- Directives
A) In the passage about Galina's marriage to Milaev, how many years did her first marriage last?
B) Please continue the passage about Galina, her father Leonid, and Milaev, picking up right after its final sentence.

Like most Soviet citizens, Leonid was leery of the art world in general and the world of the performing arts in particular. He felt that Evgenii’s nomadic, haphazard existence would have a disruptive effect on young Galina, who already seemed somewhat unbalanced. He’d had a different future in mind for his daughter, hoping that after the university, she would marry within his own world. He had friends whose sons-military specialists and budding political careerists-would have made fine husbands for her, he thought. Her chances of finding a more suitable young man were good: she was not bad looking and not lacking in intelligence.

Leonid would have preferred almost any young man to Galina’s choice. He used to tell his brother, “Yasha, she’d have been better off marrying some young tractor driver. What does she see in this Milaev fellow?”

Less and less, it appeared. After several years of married life, Galina grew bored and began to “wag her tail” again, as my father put it. Milaev was insanely jealous and tried to take her along whenever he went on tour. Once they both came to Magnitogorsk. Among the members of the troupe were Zoya and Sergei Naumov, two old friends of my mother’s, and they dropped by our house.

Finally Milaev’s jealousy caused him to break all the pieces in Galina’s beloved crystal collection and then try out his fists on her face, for the first and final time. She ran to her father’s house for protection; her first marriage had lasted eight years.

Afterward, Galina maintained friendly relations with her ex-husband and many other circus performers and continued to attend the circus, Leonid, on the other hand, virtually stopped going to the circus, convinced that it had ruined his daughter. Believing this at least gave him a focus for his hatred and disappointment.

In the late ’70s, Milaev became the director of the circus in the Lenin Hills in Moscow. When I took my children there, as I often did, he would greet me cordially at the door or send someone to make sure that we were comfortable. He always found time to chat no matter how busy he was.

- Record excerpts

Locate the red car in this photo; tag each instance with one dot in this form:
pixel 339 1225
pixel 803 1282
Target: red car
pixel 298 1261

- Answers by task
A) Eight years.

B)
Galina, meanwhile, had been studying journalism and began to work in that field. In the early ’60s, she worked as the editor of the department of the Novosti Press Agency that handled news from within the Soviet Union.

Ordinary journalists had no chance of being hired by the NPA; connections were the key. Not that good journalists were eager to work there: the main requirement was skill at following the party line, no matter how much distortion this required; initiative and talent were irrelevant.

From year to year, I observed Leonid being drained of strength in the losing battle with his children. He used to say of his daughter, “She has some kind of demon inside her. She’s like a curse sent down on me.”

Before his conflict with Viktoriia Petrovna, my father often visited Leonid at his dacha, spending the night there. He would watch as Leonid tried to give his recently divorced daughter some long-overdue discipline, alternately nagging and cajoling her, but all to no avail.

“One night she came home drunk, looking like something the cat dragged in,” my father told me. “Lenya stayed up until she came home and nearly dropped dead when he saw her. The next morning he began bawling her out over breakfast. It was like talking to a wall. She picked up her plate and stormed out of the dining room. I could see tears in Leonid’s eyes. He had a full workday ahead. This is what his family had brought him to.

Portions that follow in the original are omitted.